Here’s another reason why Santa Rosa streets were in poor shape; cowboys could still drive cattle herds through town in the early 20th century.

But in 1906, the town passed new rules that cattle, pigs, and sheep could only rumble down specified parts of College Ave. and Cleveland Ave. Unfortunately, the City Council neglected to specify how the animals would get to the designated routes from the Southern Pacific stockyard on North Street, leading a local cattleman to quip that he’d have to airlift his cows.

OBJECT TO THE NEW ORDINANCE

Claim an Airship Will be Necessary to Get Cattle to Slaughter House

The stringent ordinance which was passed by the City Council at their last meeting regulating the driving of live stock through the streets of the city is meeting with considerable opposition from the stock sellers and buyers, for they can see no way, under the provisions of the ordinance, to get in or out of the city, with their cattle, sheep, or hogs when they dispose of them in the local market or at a distance. Under the provisions of the ordinance live stock can be driven on Cleveland avenue from College avenue on the north to the city limits and on College avenue from Cleveland avenue to the city limits on the west.

In conversation with P. H. Noonan, the largest stock shipper and buyer in this section, a reporter learned yesterday that Mr. Noonan does not relish the provisions of the ordinance at all. At present he sees no way, except possibly by means of an air ship, to get live stock from the Southern Pacific depot to the slaughter house, or from any point outside of the city. If some reasonable way can be provided whereby stock can be taken to the slaughter house and corrals, Mr. Noonan would much rather not drive cattle fresh from the Nevada hills, for instance, through the streets recognizing as he does the element of danger undertaken. The first remedy Mr. Noonan suggests is the removal of the Southern Pacific corrals outside of the city limits. The next remedy he would urge is the providing of a road as near the city limits on the west as possible, with a bridge across Santa Rosa creek at some convenient place.

*Records provided*.
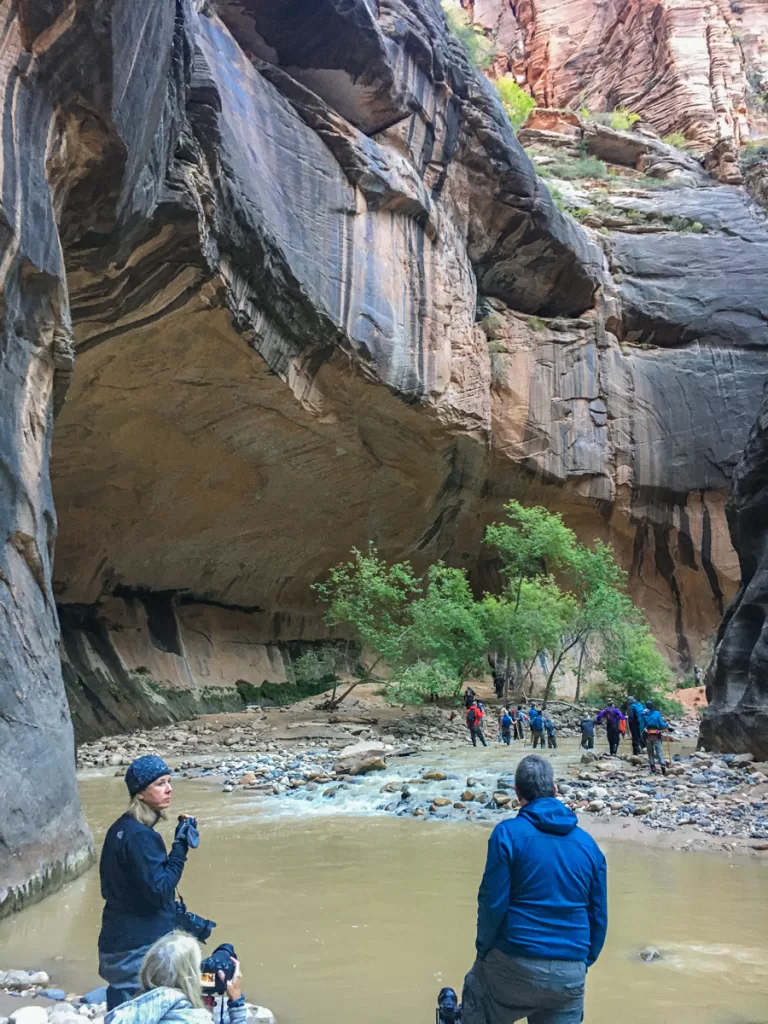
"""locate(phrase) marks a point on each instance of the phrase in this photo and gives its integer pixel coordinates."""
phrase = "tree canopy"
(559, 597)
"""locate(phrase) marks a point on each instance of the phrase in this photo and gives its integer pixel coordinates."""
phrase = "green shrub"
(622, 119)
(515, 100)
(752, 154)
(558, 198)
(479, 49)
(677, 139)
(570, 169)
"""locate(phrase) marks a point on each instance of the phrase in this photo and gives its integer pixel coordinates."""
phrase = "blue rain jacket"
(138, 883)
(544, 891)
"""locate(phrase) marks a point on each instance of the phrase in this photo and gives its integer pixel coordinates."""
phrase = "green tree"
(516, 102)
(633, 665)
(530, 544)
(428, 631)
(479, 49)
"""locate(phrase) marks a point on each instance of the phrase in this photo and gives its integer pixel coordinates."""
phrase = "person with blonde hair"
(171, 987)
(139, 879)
* * *
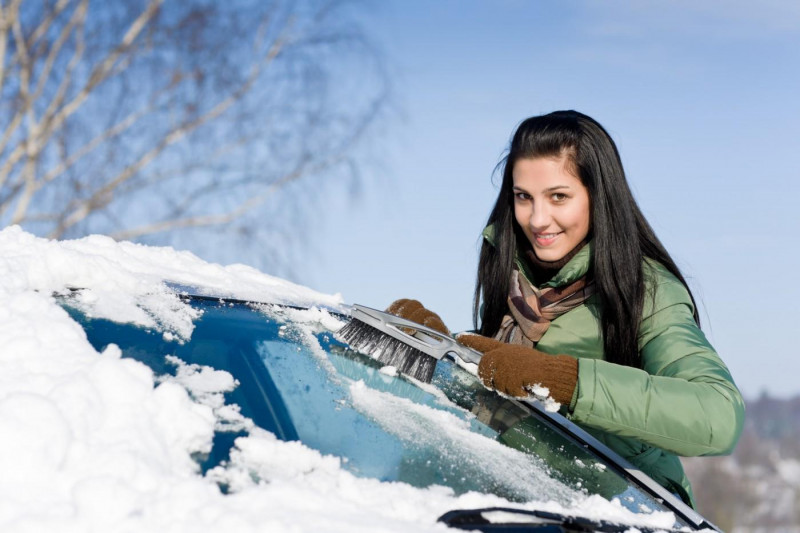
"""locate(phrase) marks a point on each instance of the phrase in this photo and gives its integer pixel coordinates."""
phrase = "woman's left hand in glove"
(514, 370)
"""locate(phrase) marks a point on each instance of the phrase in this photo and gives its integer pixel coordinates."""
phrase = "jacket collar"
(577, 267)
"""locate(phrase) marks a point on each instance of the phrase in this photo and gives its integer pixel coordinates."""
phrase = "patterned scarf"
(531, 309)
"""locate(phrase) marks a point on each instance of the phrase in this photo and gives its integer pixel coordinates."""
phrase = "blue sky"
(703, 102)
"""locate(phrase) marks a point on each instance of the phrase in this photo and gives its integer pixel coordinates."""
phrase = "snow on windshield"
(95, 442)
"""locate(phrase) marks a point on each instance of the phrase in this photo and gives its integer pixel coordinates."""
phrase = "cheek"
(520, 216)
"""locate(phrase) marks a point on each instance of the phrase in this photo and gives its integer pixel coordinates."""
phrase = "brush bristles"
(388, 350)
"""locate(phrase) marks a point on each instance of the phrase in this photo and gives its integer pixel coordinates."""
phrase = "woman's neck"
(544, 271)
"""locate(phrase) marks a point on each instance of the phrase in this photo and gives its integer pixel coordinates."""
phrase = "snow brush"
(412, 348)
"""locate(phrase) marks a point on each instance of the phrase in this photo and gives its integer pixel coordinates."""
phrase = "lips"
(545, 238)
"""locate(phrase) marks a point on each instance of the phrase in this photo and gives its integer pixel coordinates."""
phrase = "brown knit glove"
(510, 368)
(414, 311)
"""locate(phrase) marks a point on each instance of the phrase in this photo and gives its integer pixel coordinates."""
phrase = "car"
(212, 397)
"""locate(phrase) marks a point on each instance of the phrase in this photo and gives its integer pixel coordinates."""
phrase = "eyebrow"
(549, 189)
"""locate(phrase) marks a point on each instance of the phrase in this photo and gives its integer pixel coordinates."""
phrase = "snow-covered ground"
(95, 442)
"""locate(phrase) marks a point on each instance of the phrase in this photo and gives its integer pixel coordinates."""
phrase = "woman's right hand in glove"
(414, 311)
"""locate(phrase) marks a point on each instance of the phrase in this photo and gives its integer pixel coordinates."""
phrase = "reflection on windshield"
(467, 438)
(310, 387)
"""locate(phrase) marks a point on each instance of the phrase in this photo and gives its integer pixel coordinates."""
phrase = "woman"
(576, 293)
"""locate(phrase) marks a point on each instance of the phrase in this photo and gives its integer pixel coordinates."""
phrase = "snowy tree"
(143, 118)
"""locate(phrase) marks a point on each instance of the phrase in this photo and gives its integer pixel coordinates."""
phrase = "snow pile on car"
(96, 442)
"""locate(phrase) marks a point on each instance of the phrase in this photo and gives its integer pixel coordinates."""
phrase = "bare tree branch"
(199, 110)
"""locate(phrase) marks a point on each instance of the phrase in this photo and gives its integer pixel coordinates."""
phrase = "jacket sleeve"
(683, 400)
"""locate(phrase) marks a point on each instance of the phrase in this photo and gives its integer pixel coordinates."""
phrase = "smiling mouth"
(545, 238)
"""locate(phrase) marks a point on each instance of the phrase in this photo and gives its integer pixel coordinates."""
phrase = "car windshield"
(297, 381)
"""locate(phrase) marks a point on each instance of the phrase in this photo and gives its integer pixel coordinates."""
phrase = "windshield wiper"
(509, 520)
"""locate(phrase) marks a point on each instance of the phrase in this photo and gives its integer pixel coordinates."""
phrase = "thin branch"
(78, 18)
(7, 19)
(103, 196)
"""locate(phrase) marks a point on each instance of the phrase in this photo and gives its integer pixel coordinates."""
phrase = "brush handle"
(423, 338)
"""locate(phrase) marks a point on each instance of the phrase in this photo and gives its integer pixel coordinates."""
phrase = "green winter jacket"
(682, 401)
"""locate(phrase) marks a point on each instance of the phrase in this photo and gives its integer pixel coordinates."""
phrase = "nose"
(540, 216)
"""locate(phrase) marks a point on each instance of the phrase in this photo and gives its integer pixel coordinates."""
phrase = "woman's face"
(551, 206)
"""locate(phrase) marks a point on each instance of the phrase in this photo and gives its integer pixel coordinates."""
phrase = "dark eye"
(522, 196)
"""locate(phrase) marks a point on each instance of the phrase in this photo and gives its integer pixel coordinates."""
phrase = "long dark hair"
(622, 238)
==
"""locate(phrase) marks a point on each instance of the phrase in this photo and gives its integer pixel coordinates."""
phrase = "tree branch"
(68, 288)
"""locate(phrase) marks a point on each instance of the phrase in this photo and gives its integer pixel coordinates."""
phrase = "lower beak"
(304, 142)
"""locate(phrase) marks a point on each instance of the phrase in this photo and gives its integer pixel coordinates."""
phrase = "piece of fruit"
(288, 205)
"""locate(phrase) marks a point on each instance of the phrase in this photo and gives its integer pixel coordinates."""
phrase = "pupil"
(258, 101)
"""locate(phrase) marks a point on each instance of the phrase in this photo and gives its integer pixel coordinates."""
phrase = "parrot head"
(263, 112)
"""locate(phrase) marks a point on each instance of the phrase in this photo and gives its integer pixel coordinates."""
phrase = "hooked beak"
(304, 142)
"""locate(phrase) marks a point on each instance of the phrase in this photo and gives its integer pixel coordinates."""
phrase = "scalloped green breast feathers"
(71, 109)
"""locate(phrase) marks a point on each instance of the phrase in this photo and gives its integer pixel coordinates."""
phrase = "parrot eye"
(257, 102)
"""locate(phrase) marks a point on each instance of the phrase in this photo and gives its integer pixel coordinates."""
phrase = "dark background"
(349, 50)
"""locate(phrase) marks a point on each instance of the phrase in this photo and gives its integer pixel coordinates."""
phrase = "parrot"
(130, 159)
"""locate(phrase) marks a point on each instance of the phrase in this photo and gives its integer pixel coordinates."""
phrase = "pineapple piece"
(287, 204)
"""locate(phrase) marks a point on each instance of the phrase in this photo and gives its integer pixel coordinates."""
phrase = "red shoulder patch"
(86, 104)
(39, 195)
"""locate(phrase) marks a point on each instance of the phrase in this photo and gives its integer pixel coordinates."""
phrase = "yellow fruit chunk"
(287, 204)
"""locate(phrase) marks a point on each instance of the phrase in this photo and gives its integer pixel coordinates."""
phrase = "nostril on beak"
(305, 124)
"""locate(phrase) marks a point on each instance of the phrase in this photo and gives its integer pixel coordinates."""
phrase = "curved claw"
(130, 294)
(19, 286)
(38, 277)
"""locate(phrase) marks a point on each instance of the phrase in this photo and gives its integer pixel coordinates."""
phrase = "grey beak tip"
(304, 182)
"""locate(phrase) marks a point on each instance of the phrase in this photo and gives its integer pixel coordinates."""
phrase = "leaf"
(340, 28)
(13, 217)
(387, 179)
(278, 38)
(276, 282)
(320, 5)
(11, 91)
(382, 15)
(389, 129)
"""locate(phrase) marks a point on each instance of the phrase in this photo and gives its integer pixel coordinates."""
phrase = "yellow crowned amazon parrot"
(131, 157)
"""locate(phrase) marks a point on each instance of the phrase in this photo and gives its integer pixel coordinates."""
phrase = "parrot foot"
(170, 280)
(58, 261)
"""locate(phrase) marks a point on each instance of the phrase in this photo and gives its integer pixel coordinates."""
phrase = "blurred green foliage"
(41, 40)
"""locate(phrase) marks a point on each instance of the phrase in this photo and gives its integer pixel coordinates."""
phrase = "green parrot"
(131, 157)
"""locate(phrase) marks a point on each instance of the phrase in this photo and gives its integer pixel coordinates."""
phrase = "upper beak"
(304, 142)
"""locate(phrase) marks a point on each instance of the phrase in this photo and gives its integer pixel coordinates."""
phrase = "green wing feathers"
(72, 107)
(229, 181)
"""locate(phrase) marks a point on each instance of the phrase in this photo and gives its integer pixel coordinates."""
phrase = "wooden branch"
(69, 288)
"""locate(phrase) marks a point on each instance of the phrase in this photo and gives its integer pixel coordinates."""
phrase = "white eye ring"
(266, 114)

*Your tasks*.
1. Report every line in the records that contains the string "glove", copying each line in full. Case counts.
2. Carry on the excerpt about Santa Rosa's 1906 livestock ordinance from the point where it stops.

*Results for each task*.
1.
phrase = "woman's left hand in glove"
phrase = "brown knit glove"
phrase = "woman's right hand in glove"

2.
– Press Democrat, February 28, 1906

READY TO MOVE CATTLE CORRALS
CHAIRMAN REYNOLDS OF STREET COMMITTEE RECEIVES WORD FROM SOUTHERN PACIFIC
Corrals and Oil Tanks Will be Located Outside of the City Limits When North Street is Opened

The Southern Pacific Company has formally notified Chairman W. D. Reynolds of the Street Committee that it is ready to move its cattle yards and oil tanks outside the city limits as soon as North street is opened so that teams will be able to reach the new location. The Company also urges that the matter be attended to if possible before the winter rains set in.

The new location of the Southern Pacific tanks and corrals will be on the Company’s property at the head of North street, and the change about to be made is in conformity with the ordinance passed some time since The tracks [sic] will be raised so as to allow the oil cars to run alongside the tanks and empty themselves by gravity, and the corrals will be constructed in permanent style.